__Exercise requirements__: Copy out all of the material exactly.
## Start Records for this exercise
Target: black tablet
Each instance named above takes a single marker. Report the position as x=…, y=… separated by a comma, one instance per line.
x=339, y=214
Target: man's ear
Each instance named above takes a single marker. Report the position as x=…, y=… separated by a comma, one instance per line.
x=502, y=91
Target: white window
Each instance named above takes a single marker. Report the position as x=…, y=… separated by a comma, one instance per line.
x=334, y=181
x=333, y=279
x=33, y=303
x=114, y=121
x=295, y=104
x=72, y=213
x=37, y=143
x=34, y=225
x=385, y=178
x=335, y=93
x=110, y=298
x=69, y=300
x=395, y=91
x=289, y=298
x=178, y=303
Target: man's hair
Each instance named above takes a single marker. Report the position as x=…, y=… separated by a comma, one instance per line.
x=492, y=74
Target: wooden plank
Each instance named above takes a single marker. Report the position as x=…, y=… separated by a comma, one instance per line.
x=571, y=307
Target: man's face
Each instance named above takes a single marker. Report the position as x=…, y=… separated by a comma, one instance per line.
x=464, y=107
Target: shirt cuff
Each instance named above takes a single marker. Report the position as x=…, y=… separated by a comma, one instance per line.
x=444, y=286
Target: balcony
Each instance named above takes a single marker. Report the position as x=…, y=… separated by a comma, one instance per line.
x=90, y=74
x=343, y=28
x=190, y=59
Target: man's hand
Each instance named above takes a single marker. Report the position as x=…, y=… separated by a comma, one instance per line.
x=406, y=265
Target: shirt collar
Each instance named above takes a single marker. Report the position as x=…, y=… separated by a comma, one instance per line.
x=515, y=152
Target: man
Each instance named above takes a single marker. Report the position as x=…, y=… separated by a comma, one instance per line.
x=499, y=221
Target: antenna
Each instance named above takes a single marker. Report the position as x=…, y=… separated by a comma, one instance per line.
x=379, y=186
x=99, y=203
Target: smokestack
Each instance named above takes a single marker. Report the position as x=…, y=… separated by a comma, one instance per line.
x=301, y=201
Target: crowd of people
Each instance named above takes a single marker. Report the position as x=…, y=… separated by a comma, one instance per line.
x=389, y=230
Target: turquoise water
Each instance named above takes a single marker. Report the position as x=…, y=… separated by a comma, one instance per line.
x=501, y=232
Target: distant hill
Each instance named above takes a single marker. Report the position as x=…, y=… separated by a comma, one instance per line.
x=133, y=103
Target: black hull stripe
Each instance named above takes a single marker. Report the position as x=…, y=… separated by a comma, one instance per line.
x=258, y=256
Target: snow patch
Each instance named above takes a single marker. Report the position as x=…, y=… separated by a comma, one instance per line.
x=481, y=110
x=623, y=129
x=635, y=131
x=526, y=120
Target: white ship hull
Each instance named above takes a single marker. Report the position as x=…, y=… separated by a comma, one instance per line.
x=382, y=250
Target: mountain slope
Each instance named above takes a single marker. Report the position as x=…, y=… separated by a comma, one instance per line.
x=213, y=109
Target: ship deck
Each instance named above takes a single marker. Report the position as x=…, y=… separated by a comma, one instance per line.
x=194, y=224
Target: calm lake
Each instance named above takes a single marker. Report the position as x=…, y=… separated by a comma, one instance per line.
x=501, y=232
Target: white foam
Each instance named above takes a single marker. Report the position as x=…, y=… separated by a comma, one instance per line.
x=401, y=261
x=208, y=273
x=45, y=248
## End Records for this exercise
__Exercise output__:
Target: black tablet
Each instance named above takes a single marker. Report the position as x=…, y=… separated by a comma, one instance per line.
x=339, y=214
Target: man's ear
Each instance named above takes a single marker. Report the position as x=…, y=… separated by a comma, one instance per line.
x=502, y=91
Target: white window
Each instance named above takes a single marker. Report the position as x=…, y=… separated by a comma, one instance per line.
x=334, y=181
x=333, y=279
x=33, y=303
x=114, y=121
x=295, y=104
x=72, y=213
x=37, y=143
x=34, y=225
x=385, y=178
x=335, y=93
x=110, y=298
x=69, y=300
x=395, y=91
x=289, y=298
x=178, y=303
Target: man's hair
Each instance named above takes a single marker. Report the position as x=…, y=… separated by a comma, one instance per line.
x=492, y=74
Target: wooden plank
Each instance named above takes a single marker. Report the position as x=…, y=… separated by a comma, one instance per line.
x=571, y=307
Target: man's face
Each instance named above takes a single marker. Report the position as x=…, y=… separated by a comma, one instance per line.
x=464, y=107
Target: shirt cuff
Each instance named above takes a single marker. Report the position as x=…, y=… separated by a comma, one instance per line.
x=444, y=286
Target: balcony
Each instance named above takes a single marker. Report the position as x=…, y=… separated by a comma, one instance per line.
x=90, y=74
x=343, y=28
x=190, y=59
Target: man's hand
Each instance named above takes a single marker. Report the position as x=…, y=… separated by a comma, one instance per line.
x=406, y=265
Target: shirt collar
Each instance named above takes a single marker. Report the position as x=…, y=… separated by a comma, one instance per line.
x=515, y=152
Target: man
Each instance named above takes a single marker. Report the position as x=…, y=… separated by a comma, one instance per line.
x=499, y=221
Target: antenna
Each instance named above takes a single marker. Report the position as x=…, y=… separated by a comma, one instance per line.
x=379, y=186
x=99, y=203
Target: smokestack
Each instance named above takes a single marker. Report the position as x=…, y=… separated by a comma, one instance per line.
x=301, y=201
Target: crowd of people
Each instance named above takes a single marker. Report the position as x=…, y=… separated by a comma, one instance per line.
x=389, y=230
Target: turquoise water
Each instance named above takes a single marker. Report the position as x=…, y=… separated by a comma, one instance per line.
x=501, y=232
Target: distant hill
Each instance named above takes a single marker. Report the position as x=…, y=… separated by a comma, one instance per line.
x=133, y=103
Target: black hull stripe
Each instance named above takes a single marker. Report the position as x=…, y=… separated by a comma, one instance per line.
x=258, y=256
Target: snow patch
Each instance named above takes a single marker. Report the position as x=…, y=… separated by a comma, one instance per line.
x=481, y=110
x=623, y=129
x=635, y=131
x=526, y=120
Target: white ship hull
Each instance named above takes a single marker. Report the position as x=…, y=… separated by a comma, one instance per line.
x=382, y=250
Target: mountain slope
Each instance named above takes a single marker. Report the position as x=…, y=… separated by a comma, one instance per line.
x=213, y=109
Target: ship deck
Each instance named above takes a single marker. Report the position as x=…, y=… separated by a comma, one instance per line.
x=194, y=224
Target: calm lake
Each instance named above takes a single marker. Report the position as x=…, y=… separated by a comma, one instance per line.
x=501, y=232
Target: white foam
Each instance named above takes a single marker. Report the position as x=…, y=… separated by a comma, one instance per line.
x=401, y=261
x=208, y=273
x=45, y=248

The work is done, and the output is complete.